Reproduce, word for word, the stretch of the records below from the line containing "Ground woman's dark" through the line containing "[59,100,87,136]". Leave the pictures out of your answer.

-- Start Given records --

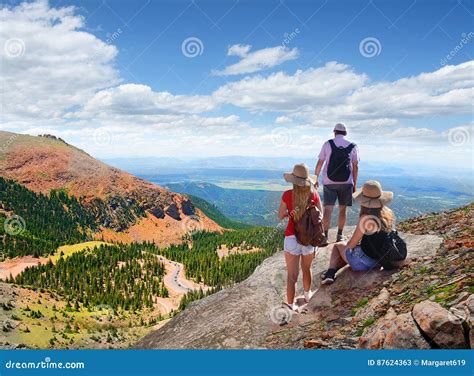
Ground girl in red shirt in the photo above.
[278,163,322,310]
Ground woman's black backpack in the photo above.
[379,231,407,270]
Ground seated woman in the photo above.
[321,180,394,284]
[278,163,322,311]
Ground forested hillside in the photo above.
[8,244,168,311]
[0,177,97,258]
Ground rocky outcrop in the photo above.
[359,308,430,349]
[412,300,467,349]
[165,203,181,221]
[359,295,474,349]
[353,287,390,321]
[136,228,441,349]
[181,200,196,215]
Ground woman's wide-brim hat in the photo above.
[283,163,318,187]
[352,180,393,209]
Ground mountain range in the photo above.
[0,131,221,245]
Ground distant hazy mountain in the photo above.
[165,181,474,225]
[104,156,474,181]
[0,131,220,245]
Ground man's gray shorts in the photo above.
[323,184,352,206]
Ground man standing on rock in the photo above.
[315,123,359,246]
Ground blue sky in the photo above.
[0,0,474,168]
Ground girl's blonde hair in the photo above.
[359,206,395,232]
[292,184,313,222]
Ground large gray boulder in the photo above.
[136,228,441,349]
[359,308,430,349]
[412,300,467,349]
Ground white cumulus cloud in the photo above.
[213,44,299,76]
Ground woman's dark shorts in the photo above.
[323,184,352,206]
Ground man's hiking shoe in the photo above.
[319,236,329,247]
[321,269,337,285]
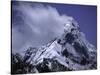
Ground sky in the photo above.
[12,1,97,51]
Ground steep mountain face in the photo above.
[12,21,97,73]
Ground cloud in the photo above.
[12,2,73,51]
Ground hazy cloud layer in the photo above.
[12,3,72,51]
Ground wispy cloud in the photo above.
[12,2,73,51]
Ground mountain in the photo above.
[12,21,97,73]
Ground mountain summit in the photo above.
[12,20,97,73]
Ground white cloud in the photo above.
[12,3,73,50]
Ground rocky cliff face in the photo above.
[12,21,97,73]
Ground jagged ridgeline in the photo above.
[11,20,97,74]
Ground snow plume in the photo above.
[12,2,73,51]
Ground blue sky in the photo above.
[12,1,97,50]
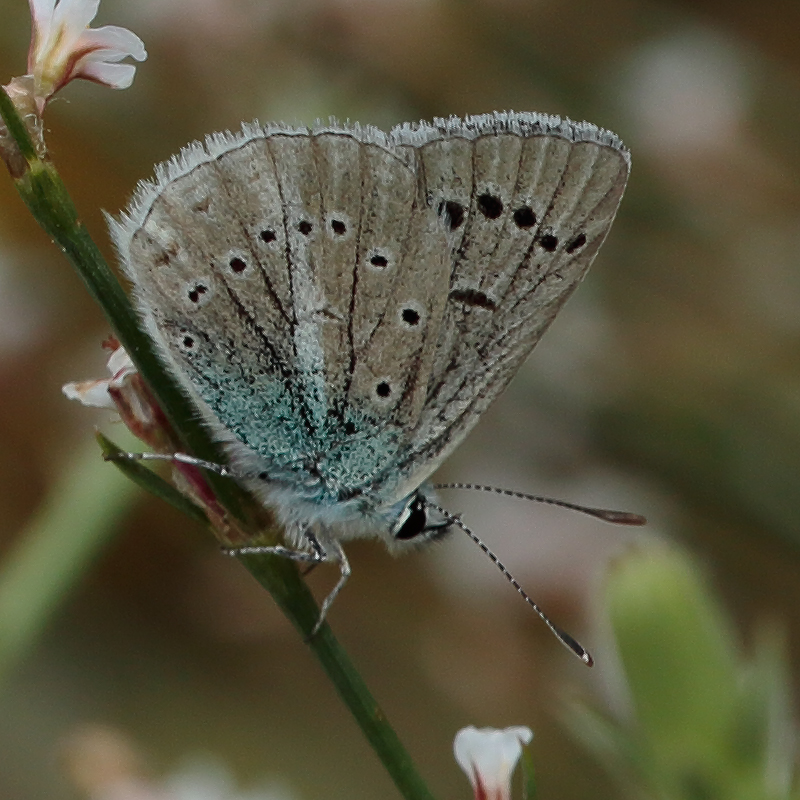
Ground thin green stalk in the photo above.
[0,438,136,684]
[0,90,432,800]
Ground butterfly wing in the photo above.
[112,126,450,504]
[382,114,630,500]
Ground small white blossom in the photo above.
[453,725,533,800]
[28,0,147,115]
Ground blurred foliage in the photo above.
[570,549,800,800]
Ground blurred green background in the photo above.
[0,0,800,800]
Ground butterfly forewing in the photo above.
[394,115,629,488]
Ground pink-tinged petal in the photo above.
[75,61,136,89]
[453,725,533,800]
[28,0,147,111]
[76,25,147,61]
[61,378,117,410]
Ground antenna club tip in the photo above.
[597,510,647,525]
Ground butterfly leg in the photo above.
[103,452,231,476]
[311,541,351,636]
[223,531,352,636]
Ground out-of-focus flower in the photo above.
[28,0,147,115]
[62,337,170,450]
[453,725,533,800]
[62,336,247,545]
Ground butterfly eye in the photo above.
[392,492,451,541]
[394,495,428,541]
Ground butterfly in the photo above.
[112,112,630,632]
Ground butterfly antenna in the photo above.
[427,501,594,667]
[434,483,647,525]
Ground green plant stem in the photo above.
[0,89,432,800]
[239,555,433,800]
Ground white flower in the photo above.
[61,336,169,451]
[453,725,533,800]
[61,339,137,410]
[28,0,147,115]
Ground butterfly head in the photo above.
[387,485,453,552]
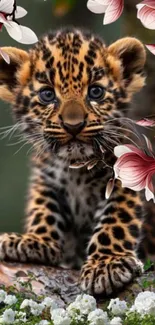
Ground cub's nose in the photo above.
[62,121,86,136]
[59,100,87,136]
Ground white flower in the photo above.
[0,290,7,303]
[51,308,71,325]
[110,317,123,325]
[4,295,17,305]
[16,311,27,323]
[42,297,58,309]
[0,0,38,44]
[107,298,128,316]
[67,294,96,315]
[35,320,49,325]
[3,308,15,324]
[130,291,155,316]
[20,299,30,309]
[88,309,109,325]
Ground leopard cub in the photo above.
[0,29,145,295]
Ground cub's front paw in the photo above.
[0,233,62,265]
[80,255,143,296]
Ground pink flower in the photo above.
[0,0,38,44]
[136,0,155,29]
[135,117,155,127]
[114,144,155,202]
[87,0,124,25]
[145,44,155,55]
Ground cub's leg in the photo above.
[81,185,143,295]
[0,168,67,265]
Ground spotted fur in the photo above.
[0,29,148,295]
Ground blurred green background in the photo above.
[0,0,155,232]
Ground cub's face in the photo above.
[0,30,145,161]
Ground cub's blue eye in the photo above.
[88,85,105,101]
[39,87,56,105]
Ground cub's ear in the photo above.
[108,37,146,93]
[0,47,30,102]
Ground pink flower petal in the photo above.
[145,170,155,201]
[87,0,107,14]
[114,144,152,162]
[105,178,115,199]
[113,142,155,200]
[15,25,38,44]
[15,6,27,19]
[145,44,155,55]
[137,6,155,29]
[0,13,10,26]
[136,118,155,126]
[0,0,15,14]
[114,145,132,158]
[136,0,155,9]
[0,48,10,64]
[103,0,124,25]
[143,134,154,157]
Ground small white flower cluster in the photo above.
[130,291,155,316]
[0,290,155,325]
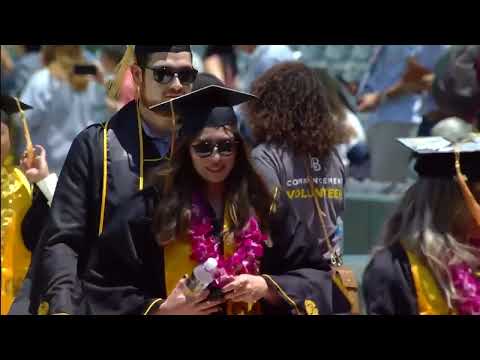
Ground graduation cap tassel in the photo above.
[170,102,177,160]
[455,147,480,227]
[107,45,135,99]
[15,97,35,167]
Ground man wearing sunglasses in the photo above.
[30,45,197,314]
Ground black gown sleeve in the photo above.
[22,185,50,252]
[262,194,350,315]
[78,189,165,315]
[362,244,418,315]
[32,126,102,314]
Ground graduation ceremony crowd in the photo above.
[0,45,480,315]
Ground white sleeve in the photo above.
[37,173,58,206]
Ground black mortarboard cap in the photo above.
[135,45,192,56]
[150,85,258,135]
[398,134,480,181]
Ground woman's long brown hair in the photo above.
[151,127,272,246]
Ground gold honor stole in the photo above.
[164,206,261,315]
[405,250,454,315]
[1,166,32,315]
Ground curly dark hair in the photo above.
[151,129,273,246]
[246,62,348,157]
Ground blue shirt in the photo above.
[21,68,109,174]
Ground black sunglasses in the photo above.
[145,66,198,85]
[192,139,238,158]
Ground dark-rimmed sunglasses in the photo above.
[192,139,238,158]
[145,66,198,85]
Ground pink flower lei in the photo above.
[450,263,480,315]
[189,194,267,288]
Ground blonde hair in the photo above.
[43,45,89,92]
[378,178,480,307]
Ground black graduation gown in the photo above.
[362,244,418,315]
[31,101,169,314]
[78,187,350,315]
[8,186,50,315]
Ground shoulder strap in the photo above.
[98,121,110,236]
[304,155,343,266]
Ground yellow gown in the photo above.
[1,165,32,315]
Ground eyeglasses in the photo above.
[145,66,198,85]
[192,139,238,158]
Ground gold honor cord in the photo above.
[137,100,143,191]
[454,144,480,227]
[15,97,35,167]
[166,101,177,161]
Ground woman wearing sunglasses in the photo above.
[78,85,348,315]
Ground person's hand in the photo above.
[222,274,269,303]
[154,279,225,315]
[358,92,382,112]
[402,75,433,94]
[20,145,50,183]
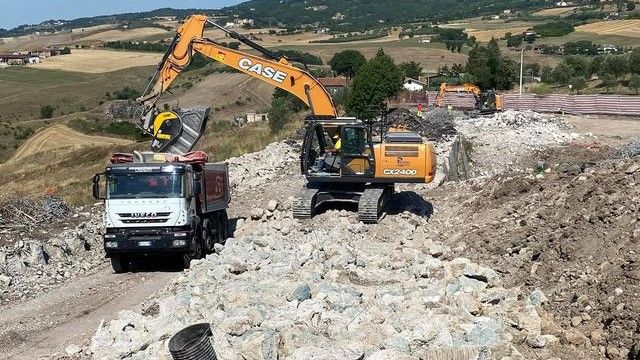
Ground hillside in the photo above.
[0,0,548,37]
[230,0,546,26]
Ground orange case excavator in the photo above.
[138,15,436,223]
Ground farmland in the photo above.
[34,50,162,74]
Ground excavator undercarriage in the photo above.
[293,183,395,224]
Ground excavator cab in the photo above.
[146,107,210,154]
[300,118,375,182]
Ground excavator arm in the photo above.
[138,15,337,150]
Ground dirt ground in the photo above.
[576,20,640,38]
[81,27,172,41]
[0,263,178,360]
[425,116,640,359]
[533,6,577,16]
[32,50,162,74]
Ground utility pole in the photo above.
[520,49,524,95]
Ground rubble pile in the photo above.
[0,197,69,232]
[428,153,640,360]
[385,109,457,141]
[0,204,104,303]
[89,206,558,360]
[617,139,640,159]
[104,100,141,120]
[456,110,580,176]
[227,141,299,192]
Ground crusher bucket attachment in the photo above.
[151,107,210,155]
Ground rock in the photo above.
[229,258,249,275]
[429,244,446,258]
[287,284,311,302]
[267,200,279,212]
[624,162,640,175]
[288,346,364,360]
[251,208,264,220]
[590,329,604,345]
[64,344,82,356]
[462,264,498,286]
[527,335,560,349]
[240,331,280,360]
[571,316,582,327]
[365,349,418,360]
[563,329,589,346]
[529,289,548,306]
[458,294,482,316]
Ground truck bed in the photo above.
[199,163,231,214]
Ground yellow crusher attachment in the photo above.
[149,107,210,154]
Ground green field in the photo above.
[0,67,152,124]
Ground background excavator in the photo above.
[138,15,436,223]
[436,82,504,114]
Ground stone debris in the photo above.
[0,204,105,303]
[0,196,69,232]
[456,110,580,176]
[617,139,640,159]
[0,111,628,360]
[89,204,542,360]
[385,109,457,141]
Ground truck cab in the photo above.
[93,152,229,273]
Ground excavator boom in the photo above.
[138,15,337,151]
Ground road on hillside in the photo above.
[0,263,180,360]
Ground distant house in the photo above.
[0,54,30,65]
[318,77,349,95]
[403,78,427,92]
[246,113,269,123]
[598,44,618,54]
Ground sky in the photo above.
[0,0,242,29]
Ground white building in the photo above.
[403,78,427,92]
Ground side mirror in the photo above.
[92,174,104,200]
[193,174,202,195]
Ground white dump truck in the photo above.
[93,152,230,273]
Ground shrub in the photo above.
[40,105,54,119]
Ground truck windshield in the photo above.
[107,173,183,199]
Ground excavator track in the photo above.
[358,187,393,224]
[293,189,319,219]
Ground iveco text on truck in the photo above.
[93,152,230,273]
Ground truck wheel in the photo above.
[111,255,129,274]
[220,210,230,244]
[202,219,215,254]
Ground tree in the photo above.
[466,39,518,90]
[589,56,603,76]
[629,74,640,95]
[562,55,590,77]
[398,61,423,79]
[599,55,627,79]
[550,62,575,86]
[329,50,367,78]
[627,48,640,75]
[602,74,618,94]
[347,49,403,120]
[40,105,54,119]
[269,97,292,133]
[564,40,598,55]
[569,76,587,94]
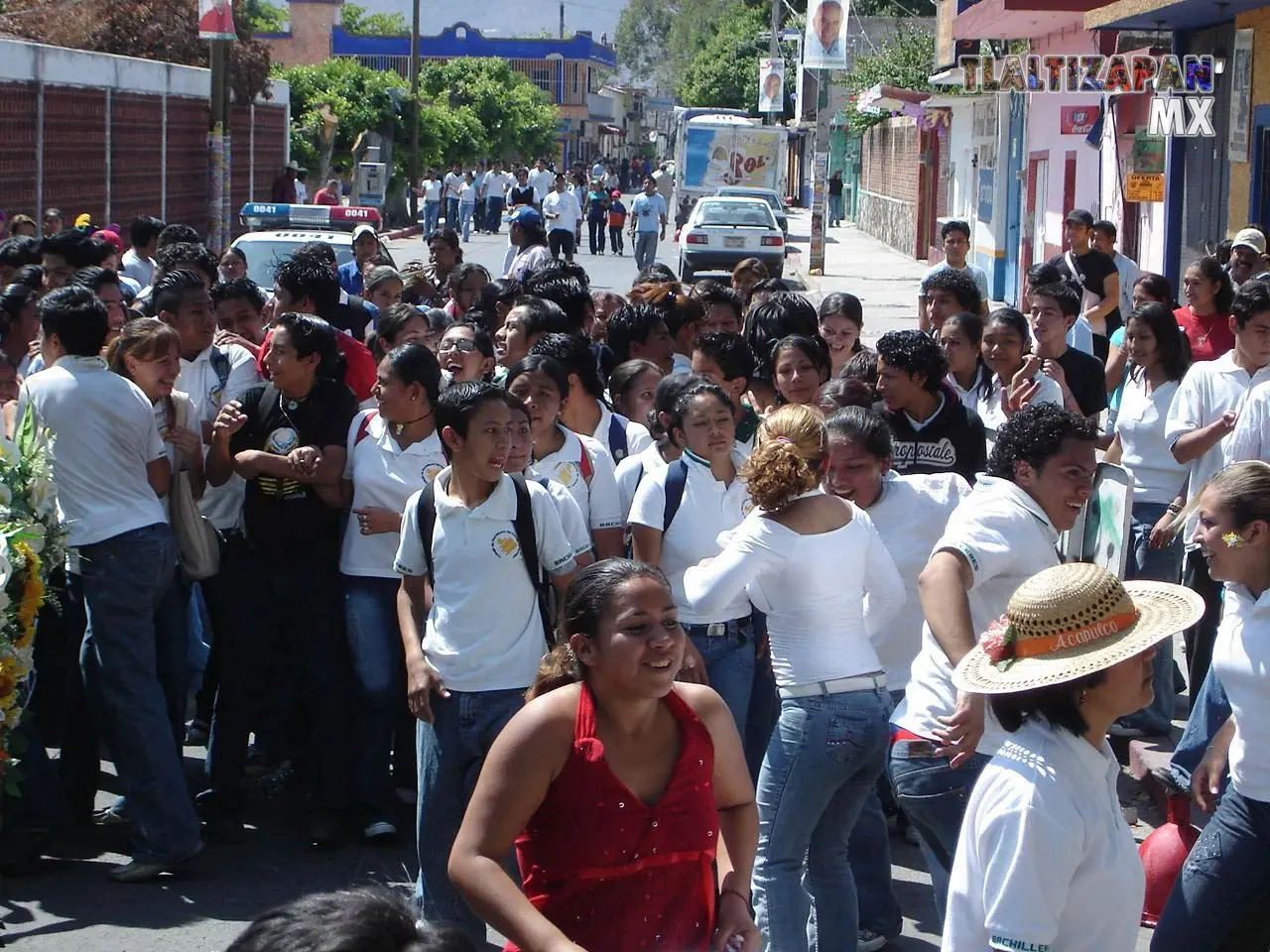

-- End Given records --

** Task response **
Ground woman's dark shorts in the photo above.
[323,184,352,206]
Ground man's hiking shoe in the photo above.
[319,236,329,247]
[321,269,337,285]
Ground sky in the photo above.
[12,1,97,51]
Ground steep mountain face in the photo above.
[12,21,97,73]
Ground cloud in the photo above.
[12,2,73,51]
Ground hazy cloud layer in the photo above.
[12,3,72,51]
Ground wispy cloud in the photo above.
[12,2,73,51]
Ground mountain in the photo above.
[12,21,97,73]
Ground mountain summit in the photo above.
[12,20,97,73]
Ground white cloud in the photo above.
[12,3,73,50]
Ground rocky cliff face in the photo above.
[12,21,97,73]
Ground jagged ridgeline in the photo above.
[11,20,97,74]
Ground snow plume in the photo above.
[12,2,73,51]
Ground blue sky in the photo above.
[12,1,97,50]
Ground thin green stalk in the photo above.
[0,438,136,684]
[0,90,432,800]
Ground butterfly wing in the photo above.
[112,126,450,504]
[382,114,630,500]
Ground small white blossom in the photo above.
[453,725,533,800]
[28,0,147,115]
Ground blurred foliage in the photo above.
[570,549,800,800]
Ground blurred green background in the photo above.
[0,0,800,800]
Ground butterfly forewing in the photo above.
[394,115,629,488]
Ground pink-tinged petal in the photo above.
[75,61,136,89]
[453,725,533,800]
[28,0,147,111]
[76,25,147,61]
[61,378,117,410]
Ground antenna club tip in the photo above.
[597,510,647,525]
Ground butterfly leg in the photo above.
[103,452,231,476]
[311,541,351,636]
[223,531,352,636]
Ground out-of-focus flower in the photo above.
[28,0,147,115]
[62,337,170,450]
[453,725,533,800]
[62,336,247,545]
Ground butterfly eye in the photo above.
[392,492,451,541]
[394,495,428,541]
Ground butterfly in the photo above.
[112,112,630,632]
Ground butterfly antenna in the photo above.
[427,501,594,667]
[434,483,647,525]
Ground green plant stem in the photo above.
[0,89,432,800]
[239,555,433,800]
Ground white flower in the photo above.
[61,336,169,451]
[453,725,533,800]
[61,339,137,410]
[28,0,147,115]
Ground butterfly head in the photo above.
[387,485,453,552]
Ground cub's nose in the photo above.
[62,121,86,136]
[59,100,87,136]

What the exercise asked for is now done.